ASSIGNMENT: So that nothing is lost, write out all the lines below exactly.

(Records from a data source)

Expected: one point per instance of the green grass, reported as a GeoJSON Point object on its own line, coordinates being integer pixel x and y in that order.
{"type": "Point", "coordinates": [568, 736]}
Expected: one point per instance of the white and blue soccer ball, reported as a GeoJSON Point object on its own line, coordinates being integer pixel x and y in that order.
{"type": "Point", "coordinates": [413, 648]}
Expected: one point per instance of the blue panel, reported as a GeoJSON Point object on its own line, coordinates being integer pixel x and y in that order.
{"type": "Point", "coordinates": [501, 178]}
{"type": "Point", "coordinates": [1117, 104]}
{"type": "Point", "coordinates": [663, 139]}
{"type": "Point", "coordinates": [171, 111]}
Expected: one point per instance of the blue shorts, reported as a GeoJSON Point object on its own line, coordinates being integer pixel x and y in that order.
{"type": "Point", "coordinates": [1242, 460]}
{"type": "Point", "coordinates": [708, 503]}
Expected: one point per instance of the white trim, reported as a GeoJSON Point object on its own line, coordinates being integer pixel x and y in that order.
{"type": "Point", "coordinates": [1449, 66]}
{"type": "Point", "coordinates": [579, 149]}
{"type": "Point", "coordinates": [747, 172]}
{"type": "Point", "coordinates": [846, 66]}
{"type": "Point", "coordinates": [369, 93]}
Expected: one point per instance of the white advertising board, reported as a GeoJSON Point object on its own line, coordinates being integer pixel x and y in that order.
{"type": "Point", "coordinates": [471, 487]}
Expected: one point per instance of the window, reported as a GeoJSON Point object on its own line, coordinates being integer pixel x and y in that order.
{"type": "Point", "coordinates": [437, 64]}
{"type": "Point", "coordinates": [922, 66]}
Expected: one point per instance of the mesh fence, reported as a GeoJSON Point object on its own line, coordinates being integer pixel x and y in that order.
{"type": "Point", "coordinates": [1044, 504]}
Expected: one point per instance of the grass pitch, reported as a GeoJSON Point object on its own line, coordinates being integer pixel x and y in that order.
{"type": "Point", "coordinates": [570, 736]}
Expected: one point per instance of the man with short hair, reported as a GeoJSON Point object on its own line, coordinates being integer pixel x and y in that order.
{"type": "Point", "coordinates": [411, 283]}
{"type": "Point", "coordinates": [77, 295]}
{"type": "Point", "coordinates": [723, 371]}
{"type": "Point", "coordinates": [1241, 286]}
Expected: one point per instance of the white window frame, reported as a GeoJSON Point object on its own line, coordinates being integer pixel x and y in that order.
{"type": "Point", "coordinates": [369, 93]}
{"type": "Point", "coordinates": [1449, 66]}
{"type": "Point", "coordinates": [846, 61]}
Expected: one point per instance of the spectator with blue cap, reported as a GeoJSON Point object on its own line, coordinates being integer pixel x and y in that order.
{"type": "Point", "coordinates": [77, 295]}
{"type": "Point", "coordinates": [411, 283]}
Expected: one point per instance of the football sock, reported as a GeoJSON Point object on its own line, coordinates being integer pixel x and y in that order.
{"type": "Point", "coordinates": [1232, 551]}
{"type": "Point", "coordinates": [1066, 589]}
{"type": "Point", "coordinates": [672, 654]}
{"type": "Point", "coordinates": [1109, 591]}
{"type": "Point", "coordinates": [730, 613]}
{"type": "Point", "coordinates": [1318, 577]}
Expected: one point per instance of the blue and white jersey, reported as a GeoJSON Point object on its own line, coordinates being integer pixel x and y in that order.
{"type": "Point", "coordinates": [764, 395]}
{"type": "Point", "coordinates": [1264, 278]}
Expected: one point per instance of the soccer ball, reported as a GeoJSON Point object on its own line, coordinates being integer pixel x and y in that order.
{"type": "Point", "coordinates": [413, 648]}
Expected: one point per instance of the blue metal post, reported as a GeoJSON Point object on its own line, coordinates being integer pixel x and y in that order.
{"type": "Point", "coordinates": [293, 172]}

YOUR SOLUTION:
Expected: one point per instance of the green grass, reported as a GeoJSON Point object on its own line, coordinates being integer pixel x and y in that order.
{"type": "Point", "coordinates": [568, 736]}
Expected: one point per instance of the white and blue soccer ball, reported as a GeoJSON Point object on its own line, coordinates being integer pixel x and y in that order.
{"type": "Point", "coordinates": [413, 648]}
Expected: one point per instance of the blue panel, reported as a GeoJSON Point object on its own line, coordinates being integer pixel x and y in that order.
{"type": "Point", "coordinates": [501, 178]}
{"type": "Point", "coordinates": [1117, 104]}
{"type": "Point", "coordinates": [663, 139]}
{"type": "Point", "coordinates": [171, 111]}
Expected: one point per instance of the blue shorts, reported as a GeoJSON Point object on its own line, coordinates being integer pixel x and y in that order.
{"type": "Point", "coordinates": [1242, 460]}
{"type": "Point", "coordinates": [708, 503]}
Expected: one point per instance of the white trim, reported as a GeoJSON Point object on its own line, coordinates being integer pixel x and y in that order.
{"type": "Point", "coordinates": [1449, 66]}
{"type": "Point", "coordinates": [579, 149]}
{"type": "Point", "coordinates": [747, 172]}
{"type": "Point", "coordinates": [846, 66]}
{"type": "Point", "coordinates": [369, 93]}
Expected: one point per instance of the white advertising board, reported as a GeoJSON Point object on its own line, coordinates being integer pixel x and y in that order.
{"type": "Point", "coordinates": [471, 487]}
Expected: one point per instance of the window, reported as a GeoJSON Point object on its own line, coordinates being integer pixel x and y in that order.
{"type": "Point", "coordinates": [437, 64]}
{"type": "Point", "coordinates": [922, 66]}
Expected: one point per instance of the mesh fence, reported as a GeoJSON Point object on its own line, coordinates being integer pixel x and y in that order.
{"type": "Point", "coordinates": [1044, 504]}
Expected: one point per instance of the grass pitch, reported as a GeoJSON Point object on its own line, coordinates being integer pixel x and y in that order.
{"type": "Point", "coordinates": [570, 736]}
Expected: one point per instance of the man with short hair, reported as a GeoJSON Point object on its own line, coordinates being integer pixel x and y in that order.
{"type": "Point", "coordinates": [411, 283]}
{"type": "Point", "coordinates": [77, 295]}
{"type": "Point", "coordinates": [723, 371]}
{"type": "Point", "coordinates": [1241, 286]}
Expected: one point per instance of the white window frame, reported as a GeoJSON Point object on its own line, coordinates being integer pixel x and y in that order.
{"type": "Point", "coordinates": [369, 93]}
{"type": "Point", "coordinates": [1449, 66]}
{"type": "Point", "coordinates": [846, 61]}
Expected: one point per instance of the spectator with blue cap, reported as a GeoJSON Point object on its own line, coordinates being integer pixel x and y in that order.
{"type": "Point", "coordinates": [77, 295]}
{"type": "Point", "coordinates": [411, 283]}
Expected: one point per instance of the football sock, reported as a GeoJSON Point object on its own line, coordinates being integer pixel x and y in that order.
{"type": "Point", "coordinates": [1232, 551]}
{"type": "Point", "coordinates": [1066, 589]}
{"type": "Point", "coordinates": [672, 654]}
{"type": "Point", "coordinates": [1109, 591]}
{"type": "Point", "coordinates": [730, 613]}
{"type": "Point", "coordinates": [1318, 577]}
Expected: one point per instance of the blue and white jersey, reported as a GeoJSON Point object on its own line, coordinates being integer pixel x and y in that order.
{"type": "Point", "coordinates": [764, 395]}
{"type": "Point", "coordinates": [1264, 278]}
Expected: one point per instance of the soccer ball, reported as a GeoJSON Point object on its own line, coordinates being integer pixel x and y in that order.
{"type": "Point", "coordinates": [413, 648]}
Expected: one point per instance of the blue metal post, reported as a GeoJSON Point object on its own line, coordinates being integer pixel x and y in that order.
{"type": "Point", "coordinates": [293, 172]}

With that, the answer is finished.